(Recorded data)
::::::::::

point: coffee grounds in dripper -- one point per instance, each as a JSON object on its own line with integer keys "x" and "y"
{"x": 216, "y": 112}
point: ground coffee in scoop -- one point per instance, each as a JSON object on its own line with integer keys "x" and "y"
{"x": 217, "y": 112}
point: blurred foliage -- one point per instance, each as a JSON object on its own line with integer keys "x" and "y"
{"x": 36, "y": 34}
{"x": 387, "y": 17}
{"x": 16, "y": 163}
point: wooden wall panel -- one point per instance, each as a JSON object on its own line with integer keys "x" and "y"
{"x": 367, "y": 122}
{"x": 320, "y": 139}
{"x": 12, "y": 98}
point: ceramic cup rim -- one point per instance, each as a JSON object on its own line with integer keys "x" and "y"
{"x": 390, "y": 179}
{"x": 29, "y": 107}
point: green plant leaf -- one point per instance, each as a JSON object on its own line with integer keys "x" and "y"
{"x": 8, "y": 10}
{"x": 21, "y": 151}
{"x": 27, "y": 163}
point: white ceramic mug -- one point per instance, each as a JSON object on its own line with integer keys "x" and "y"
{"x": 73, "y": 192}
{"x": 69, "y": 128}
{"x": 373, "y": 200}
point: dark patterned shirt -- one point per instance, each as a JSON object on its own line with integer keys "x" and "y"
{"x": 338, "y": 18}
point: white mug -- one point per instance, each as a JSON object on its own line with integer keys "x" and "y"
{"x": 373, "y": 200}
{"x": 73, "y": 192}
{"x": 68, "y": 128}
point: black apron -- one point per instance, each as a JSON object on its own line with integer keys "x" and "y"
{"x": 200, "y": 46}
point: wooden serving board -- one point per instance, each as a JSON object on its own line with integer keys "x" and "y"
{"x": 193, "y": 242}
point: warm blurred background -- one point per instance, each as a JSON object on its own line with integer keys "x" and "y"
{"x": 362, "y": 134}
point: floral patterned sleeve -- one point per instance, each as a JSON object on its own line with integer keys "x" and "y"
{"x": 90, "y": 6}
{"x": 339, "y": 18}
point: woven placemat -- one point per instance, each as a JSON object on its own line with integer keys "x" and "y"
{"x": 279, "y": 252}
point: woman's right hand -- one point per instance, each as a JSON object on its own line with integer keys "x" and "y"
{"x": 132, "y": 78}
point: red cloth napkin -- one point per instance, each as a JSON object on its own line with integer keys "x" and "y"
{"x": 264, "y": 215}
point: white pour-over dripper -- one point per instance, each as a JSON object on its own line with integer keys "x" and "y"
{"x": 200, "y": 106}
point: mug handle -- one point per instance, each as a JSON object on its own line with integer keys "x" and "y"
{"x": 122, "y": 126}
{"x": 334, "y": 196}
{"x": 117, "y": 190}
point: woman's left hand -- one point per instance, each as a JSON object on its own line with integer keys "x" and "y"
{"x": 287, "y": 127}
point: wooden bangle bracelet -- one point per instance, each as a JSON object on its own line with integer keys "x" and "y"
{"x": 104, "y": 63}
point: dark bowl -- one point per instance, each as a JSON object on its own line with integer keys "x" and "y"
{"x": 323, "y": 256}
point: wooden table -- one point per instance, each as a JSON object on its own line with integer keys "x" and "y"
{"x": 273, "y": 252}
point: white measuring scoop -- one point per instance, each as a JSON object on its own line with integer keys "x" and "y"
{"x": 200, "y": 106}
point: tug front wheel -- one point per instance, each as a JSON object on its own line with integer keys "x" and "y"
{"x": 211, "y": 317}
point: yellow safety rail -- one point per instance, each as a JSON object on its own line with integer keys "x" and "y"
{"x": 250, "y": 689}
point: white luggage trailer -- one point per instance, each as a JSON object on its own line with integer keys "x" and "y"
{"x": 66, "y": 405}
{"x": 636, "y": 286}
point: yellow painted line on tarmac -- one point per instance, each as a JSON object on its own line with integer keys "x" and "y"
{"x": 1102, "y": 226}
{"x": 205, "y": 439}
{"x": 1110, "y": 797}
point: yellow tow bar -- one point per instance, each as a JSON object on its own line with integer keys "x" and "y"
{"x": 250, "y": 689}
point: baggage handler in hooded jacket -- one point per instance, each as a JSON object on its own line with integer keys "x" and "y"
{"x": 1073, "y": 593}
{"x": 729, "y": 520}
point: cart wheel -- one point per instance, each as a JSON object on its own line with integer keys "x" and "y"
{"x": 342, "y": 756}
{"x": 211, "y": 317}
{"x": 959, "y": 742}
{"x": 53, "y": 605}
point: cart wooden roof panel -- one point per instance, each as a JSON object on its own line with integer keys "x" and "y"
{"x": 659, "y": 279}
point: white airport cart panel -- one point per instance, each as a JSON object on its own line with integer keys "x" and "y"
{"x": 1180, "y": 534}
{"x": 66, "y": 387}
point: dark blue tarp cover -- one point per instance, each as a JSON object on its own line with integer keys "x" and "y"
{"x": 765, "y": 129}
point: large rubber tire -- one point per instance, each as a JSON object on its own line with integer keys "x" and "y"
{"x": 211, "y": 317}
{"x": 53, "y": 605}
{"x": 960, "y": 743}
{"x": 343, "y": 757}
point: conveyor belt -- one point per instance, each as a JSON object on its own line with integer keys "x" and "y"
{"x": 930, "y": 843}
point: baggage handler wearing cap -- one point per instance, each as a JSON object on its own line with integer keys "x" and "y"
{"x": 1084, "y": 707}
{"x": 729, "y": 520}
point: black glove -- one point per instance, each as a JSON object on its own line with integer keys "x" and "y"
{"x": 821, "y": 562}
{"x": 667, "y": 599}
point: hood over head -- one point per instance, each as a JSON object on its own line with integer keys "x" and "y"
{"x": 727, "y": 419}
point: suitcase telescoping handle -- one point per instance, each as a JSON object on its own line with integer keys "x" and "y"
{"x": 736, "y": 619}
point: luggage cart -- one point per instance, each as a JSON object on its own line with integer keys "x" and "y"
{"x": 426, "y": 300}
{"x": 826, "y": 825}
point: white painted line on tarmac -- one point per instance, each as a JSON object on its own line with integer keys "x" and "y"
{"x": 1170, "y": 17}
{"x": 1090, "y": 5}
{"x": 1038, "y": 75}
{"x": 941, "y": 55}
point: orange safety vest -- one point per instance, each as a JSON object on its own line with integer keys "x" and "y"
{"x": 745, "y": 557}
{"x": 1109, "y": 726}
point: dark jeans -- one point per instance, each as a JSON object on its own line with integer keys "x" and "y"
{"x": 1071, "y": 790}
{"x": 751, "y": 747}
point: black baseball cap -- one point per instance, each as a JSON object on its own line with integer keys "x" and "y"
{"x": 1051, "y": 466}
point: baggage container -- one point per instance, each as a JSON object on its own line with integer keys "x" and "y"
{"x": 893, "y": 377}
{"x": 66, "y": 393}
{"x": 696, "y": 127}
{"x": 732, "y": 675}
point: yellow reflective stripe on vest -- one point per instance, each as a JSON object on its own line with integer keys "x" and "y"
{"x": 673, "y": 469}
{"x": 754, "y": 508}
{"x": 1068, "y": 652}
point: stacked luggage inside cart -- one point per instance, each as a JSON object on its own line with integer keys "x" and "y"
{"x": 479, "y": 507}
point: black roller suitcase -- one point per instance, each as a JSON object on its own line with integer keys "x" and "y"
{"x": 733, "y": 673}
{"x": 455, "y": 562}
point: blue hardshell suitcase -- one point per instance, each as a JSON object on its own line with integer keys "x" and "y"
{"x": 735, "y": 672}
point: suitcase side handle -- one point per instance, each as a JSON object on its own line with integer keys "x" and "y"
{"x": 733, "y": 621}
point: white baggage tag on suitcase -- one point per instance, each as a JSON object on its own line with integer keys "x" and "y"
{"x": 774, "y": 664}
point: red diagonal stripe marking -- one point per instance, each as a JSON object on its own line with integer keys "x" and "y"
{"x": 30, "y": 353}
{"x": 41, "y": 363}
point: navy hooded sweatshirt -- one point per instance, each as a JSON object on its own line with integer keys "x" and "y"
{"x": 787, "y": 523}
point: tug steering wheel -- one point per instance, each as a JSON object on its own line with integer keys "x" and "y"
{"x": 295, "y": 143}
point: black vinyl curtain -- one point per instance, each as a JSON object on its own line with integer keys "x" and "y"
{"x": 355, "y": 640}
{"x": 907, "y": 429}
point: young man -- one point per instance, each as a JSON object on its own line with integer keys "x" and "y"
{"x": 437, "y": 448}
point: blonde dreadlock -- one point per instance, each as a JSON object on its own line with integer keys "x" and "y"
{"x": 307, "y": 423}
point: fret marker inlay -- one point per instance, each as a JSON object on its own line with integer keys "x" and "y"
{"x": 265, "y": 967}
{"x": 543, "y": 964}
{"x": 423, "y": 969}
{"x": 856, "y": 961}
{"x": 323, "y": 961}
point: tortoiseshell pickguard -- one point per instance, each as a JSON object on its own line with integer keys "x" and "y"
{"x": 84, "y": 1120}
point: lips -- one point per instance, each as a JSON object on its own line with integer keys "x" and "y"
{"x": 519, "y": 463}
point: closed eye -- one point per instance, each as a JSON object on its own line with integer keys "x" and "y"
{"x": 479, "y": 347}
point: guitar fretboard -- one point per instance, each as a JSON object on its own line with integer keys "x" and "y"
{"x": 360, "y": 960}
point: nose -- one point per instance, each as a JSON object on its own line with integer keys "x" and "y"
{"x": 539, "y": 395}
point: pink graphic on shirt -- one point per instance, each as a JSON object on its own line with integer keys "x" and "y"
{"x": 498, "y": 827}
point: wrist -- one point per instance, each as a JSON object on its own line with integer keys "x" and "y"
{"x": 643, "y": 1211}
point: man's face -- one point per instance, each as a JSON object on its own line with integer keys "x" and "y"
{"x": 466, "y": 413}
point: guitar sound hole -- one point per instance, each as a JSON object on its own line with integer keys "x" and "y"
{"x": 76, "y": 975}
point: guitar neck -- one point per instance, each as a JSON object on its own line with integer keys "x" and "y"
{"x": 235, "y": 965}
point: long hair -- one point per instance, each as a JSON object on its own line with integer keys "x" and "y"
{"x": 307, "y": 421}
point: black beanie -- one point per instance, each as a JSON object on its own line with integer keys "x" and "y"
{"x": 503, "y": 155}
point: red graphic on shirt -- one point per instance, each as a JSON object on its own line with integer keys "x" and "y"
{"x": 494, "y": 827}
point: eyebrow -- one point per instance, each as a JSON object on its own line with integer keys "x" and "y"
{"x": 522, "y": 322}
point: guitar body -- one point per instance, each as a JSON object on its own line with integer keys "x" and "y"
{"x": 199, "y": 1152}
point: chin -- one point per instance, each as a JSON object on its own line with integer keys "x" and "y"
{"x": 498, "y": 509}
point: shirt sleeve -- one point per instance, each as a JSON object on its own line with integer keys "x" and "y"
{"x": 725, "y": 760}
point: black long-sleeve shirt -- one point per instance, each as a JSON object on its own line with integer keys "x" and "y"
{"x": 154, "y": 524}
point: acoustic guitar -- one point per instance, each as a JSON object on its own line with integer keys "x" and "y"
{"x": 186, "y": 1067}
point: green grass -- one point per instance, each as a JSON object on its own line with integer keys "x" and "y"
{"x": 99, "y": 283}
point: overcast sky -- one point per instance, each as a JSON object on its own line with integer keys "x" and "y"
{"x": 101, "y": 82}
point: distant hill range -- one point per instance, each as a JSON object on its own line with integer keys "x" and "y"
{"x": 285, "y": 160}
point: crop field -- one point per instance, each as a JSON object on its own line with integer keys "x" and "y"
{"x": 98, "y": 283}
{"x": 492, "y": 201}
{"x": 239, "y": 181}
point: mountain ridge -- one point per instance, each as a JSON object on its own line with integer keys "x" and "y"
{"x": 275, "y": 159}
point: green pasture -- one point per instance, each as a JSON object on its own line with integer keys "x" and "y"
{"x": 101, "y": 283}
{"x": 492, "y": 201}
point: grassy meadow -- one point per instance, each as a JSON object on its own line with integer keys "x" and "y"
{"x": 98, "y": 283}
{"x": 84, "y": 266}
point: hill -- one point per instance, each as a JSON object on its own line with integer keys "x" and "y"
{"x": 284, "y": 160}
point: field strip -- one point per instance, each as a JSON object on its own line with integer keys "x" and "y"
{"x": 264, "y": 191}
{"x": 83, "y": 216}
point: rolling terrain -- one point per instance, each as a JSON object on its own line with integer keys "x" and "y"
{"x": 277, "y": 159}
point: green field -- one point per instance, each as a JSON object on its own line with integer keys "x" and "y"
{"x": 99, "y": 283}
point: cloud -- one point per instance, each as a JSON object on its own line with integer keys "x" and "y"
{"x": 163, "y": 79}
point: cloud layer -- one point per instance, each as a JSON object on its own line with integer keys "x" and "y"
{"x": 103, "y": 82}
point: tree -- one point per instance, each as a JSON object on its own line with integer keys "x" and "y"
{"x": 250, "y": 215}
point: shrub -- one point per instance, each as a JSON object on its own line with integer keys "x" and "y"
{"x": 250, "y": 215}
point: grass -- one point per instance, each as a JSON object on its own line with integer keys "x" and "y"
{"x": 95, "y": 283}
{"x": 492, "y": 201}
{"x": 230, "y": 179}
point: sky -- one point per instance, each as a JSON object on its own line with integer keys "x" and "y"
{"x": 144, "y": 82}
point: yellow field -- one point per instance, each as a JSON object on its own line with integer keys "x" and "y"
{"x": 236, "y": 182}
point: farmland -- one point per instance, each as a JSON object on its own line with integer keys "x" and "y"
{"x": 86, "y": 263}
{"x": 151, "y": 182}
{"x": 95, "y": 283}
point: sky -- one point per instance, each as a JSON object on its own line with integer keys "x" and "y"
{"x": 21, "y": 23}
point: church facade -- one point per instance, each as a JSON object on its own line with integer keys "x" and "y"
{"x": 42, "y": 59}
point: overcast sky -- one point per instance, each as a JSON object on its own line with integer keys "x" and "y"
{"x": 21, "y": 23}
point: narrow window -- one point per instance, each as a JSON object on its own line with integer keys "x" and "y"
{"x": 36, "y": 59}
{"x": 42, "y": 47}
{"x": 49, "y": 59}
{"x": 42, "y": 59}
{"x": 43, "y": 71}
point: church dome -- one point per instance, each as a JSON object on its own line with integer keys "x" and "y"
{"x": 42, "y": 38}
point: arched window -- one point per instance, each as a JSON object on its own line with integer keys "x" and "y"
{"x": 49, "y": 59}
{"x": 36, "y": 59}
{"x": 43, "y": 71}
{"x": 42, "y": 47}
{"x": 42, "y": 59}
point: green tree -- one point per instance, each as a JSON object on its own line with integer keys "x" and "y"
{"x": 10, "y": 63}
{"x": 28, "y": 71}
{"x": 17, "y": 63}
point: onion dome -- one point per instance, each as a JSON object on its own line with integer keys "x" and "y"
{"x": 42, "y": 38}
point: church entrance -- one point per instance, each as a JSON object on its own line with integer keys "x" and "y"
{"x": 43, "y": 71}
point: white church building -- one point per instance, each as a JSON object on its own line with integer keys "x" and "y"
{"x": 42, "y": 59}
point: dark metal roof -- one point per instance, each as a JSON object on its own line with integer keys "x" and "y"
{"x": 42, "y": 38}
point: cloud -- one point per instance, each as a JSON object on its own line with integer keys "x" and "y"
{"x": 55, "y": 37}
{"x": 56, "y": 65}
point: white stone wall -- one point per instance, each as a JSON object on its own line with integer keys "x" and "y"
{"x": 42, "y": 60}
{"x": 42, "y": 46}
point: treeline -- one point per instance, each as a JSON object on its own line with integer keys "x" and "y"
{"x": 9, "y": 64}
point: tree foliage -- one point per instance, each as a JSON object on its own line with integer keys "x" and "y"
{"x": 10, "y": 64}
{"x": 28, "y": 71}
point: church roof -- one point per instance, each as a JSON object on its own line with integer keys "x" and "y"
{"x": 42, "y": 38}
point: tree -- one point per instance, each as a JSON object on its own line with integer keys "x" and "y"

::::::::::

WHAT THE TASK REQUIRES: Write out the records word for word, starting with the line that contains "point: dark metal" and going on through the final line of the records.

SOLVED PROBLEM:
point: dark metal roof -- one point per instance, each as a JSON object on its own line with integer keys "x" and "y"
{"x": 42, "y": 38}
point: cloud -- one point per instance, each as a JSON object on its own line with integer keys "x" and "y"
{"x": 55, "y": 37}
{"x": 56, "y": 65}
point: white stone wall -- one point per instance, each as a JSON object on its own line with integer keys "x" and "y"
{"x": 42, "y": 60}
{"x": 42, "y": 46}
point: treeline -- one point per instance, each as a JSON object on its own line with integer keys "x" and "y"
{"x": 9, "y": 64}
point: tree foliage -- one point per instance, each as a JSON object on its own line with integer keys "x" and "y"
{"x": 10, "y": 64}
{"x": 28, "y": 71}
point: church roof -- one point per instance, each as a JSON object on its own line with integer keys "x" and "y"
{"x": 42, "y": 38}
point: tree -- one point per instance, each as a JSON object on its own line with integer keys "x" and "y"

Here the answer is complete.